Records excerpted from a collection
▬▬▬

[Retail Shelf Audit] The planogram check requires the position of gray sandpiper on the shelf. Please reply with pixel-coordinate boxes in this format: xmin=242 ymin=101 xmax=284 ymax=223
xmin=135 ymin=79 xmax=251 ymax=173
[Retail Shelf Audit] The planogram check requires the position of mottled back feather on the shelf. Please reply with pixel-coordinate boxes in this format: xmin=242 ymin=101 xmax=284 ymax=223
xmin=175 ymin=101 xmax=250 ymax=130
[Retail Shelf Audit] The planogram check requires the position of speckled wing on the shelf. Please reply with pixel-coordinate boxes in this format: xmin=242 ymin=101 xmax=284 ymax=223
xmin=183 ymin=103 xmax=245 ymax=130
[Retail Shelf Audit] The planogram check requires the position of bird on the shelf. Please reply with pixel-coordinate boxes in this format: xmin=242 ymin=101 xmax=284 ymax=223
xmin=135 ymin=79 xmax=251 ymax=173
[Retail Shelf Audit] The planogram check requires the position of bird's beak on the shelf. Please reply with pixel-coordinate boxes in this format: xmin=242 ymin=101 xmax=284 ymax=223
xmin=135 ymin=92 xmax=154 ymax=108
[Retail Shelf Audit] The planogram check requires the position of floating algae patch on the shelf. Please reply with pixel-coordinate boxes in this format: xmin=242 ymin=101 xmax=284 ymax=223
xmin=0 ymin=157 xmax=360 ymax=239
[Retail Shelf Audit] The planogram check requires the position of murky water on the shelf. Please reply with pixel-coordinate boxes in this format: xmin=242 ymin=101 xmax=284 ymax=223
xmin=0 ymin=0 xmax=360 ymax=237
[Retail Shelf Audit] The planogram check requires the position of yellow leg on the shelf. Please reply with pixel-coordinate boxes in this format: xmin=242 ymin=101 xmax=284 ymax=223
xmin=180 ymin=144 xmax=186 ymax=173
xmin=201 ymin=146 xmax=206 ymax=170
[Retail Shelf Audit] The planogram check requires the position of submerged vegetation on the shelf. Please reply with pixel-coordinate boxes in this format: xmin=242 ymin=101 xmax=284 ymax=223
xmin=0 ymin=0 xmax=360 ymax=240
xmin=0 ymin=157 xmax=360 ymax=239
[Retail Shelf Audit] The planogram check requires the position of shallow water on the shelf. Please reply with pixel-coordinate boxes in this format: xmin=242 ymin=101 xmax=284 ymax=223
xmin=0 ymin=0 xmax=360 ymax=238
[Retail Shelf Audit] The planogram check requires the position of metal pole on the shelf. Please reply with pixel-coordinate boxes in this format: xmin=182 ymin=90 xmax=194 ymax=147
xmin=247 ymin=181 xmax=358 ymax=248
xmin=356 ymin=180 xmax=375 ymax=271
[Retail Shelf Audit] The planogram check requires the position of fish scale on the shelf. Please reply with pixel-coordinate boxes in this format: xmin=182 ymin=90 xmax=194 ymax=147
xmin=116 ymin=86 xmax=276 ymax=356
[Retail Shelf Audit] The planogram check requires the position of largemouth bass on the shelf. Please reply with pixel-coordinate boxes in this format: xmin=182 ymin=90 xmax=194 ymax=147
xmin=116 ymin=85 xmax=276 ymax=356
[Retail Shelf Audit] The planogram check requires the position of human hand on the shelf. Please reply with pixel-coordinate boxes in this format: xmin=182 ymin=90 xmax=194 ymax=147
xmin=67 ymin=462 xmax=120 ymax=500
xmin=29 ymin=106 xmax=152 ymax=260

▬▬▬

WHAT YOU ARE ASKED TO DO
Output every line of the records above as a JSON list of strings, one string per line, skipping any blank lines.

COMPLETED EXERCISE
[
  "[Retail Shelf Audit] The planogram check requires the position of gray sandpiper on the shelf. Please reply with pixel-coordinate boxes in this format: xmin=242 ymin=101 xmax=284 ymax=223",
  "xmin=135 ymin=79 xmax=251 ymax=173",
  "[Retail Shelf Audit] The planogram check requires the position of mottled back feather on the shelf. Please reply with pixel-coordinate boxes in this format: xmin=242 ymin=101 xmax=284 ymax=223",
  "xmin=175 ymin=101 xmax=250 ymax=130",
  "[Retail Shelf Audit] The planogram check requires the position of speckled wing on the shelf. Please reply with pixel-coordinate boxes in this format: xmin=242 ymin=101 xmax=284 ymax=223",
  "xmin=183 ymin=103 xmax=245 ymax=130",
  "[Retail Shelf Audit] The planogram check requires the position of bird on the shelf. Please reply with pixel-coordinate boxes in this format: xmin=242 ymin=101 xmax=284 ymax=223",
  "xmin=135 ymin=79 xmax=251 ymax=173",
  "[Retail Shelf Audit] The planogram check requires the position of bird's beak on the shelf. Please reply with pixel-coordinate boxes in this format: xmin=242 ymin=101 xmax=284 ymax=223",
  "xmin=135 ymin=92 xmax=154 ymax=108",
  "[Retail Shelf Audit] The planogram check requires the position of floating algae patch on the shelf. Please reply with pixel-coordinate boxes in this format: xmin=242 ymin=101 xmax=284 ymax=223",
  "xmin=0 ymin=157 xmax=360 ymax=239",
  "[Retail Shelf Audit] The planogram check requires the position of murky water on the shelf. Please reply with pixel-coordinate boxes in this format: xmin=242 ymin=101 xmax=284 ymax=223",
  "xmin=0 ymin=0 xmax=360 ymax=237",
  "[Retail Shelf Audit] The planogram check requires the position of yellow leg on the shelf. Please reply with pixel-coordinate boxes in this format: xmin=242 ymin=101 xmax=284 ymax=223",
  "xmin=180 ymin=144 xmax=186 ymax=173",
  "xmin=201 ymin=146 xmax=206 ymax=170",
  "[Retail Shelf Audit] The planogram check requires the position of submerged vegetation on the shelf. Please reply with pixel-coordinate boxes in this format: xmin=242 ymin=101 xmax=284 ymax=223",
  "xmin=0 ymin=0 xmax=360 ymax=240",
  "xmin=0 ymin=157 xmax=360 ymax=239",
  "[Retail Shelf Audit] The planogram check requires the position of shallow water on the shelf. Please reply with pixel-coordinate boxes in this format: xmin=242 ymin=101 xmax=284 ymax=223",
  "xmin=0 ymin=0 xmax=360 ymax=238",
  "[Retail Shelf Audit] The planogram check requires the position of metal pole on the shelf. Please reply with pixel-coordinate boxes in this format: xmin=182 ymin=90 xmax=194 ymax=147",
  "xmin=247 ymin=181 xmax=358 ymax=248",
  "xmin=356 ymin=180 xmax=375 ymax=271",
  "[Retail Shelf Audit] The planogram check requires the position of fish scale on the shelf. Please reply with pixel-coordinate boxes in this format: xmin=182 ymin=90 xmax=194 ymax=147",
  "xmin=116 ymin=86 xmax=276 ymax=356",
  "[Retail Shelf Audit] The planogram check requires the position of largemouth bass on the shelf. Please reply with pixel-coordinate boxes in this format: xmin=182 ymin=90 xmax=194 ymax=147",
  "xmin=116 ymin=85 xmax=276 ymax=356",
  "[Retail Shelf Audit] The planogram check requires the position of human hand on the shelf. Please reply with pixel-coordinate boxes in this format: xmin=182 ymin=90 xmax=194 ymax=147",
  "xmin=67 ymin=462 xmax=120 ymax=500",
  "xmin=29 ymin=106 xmax=152 ymax=260"
]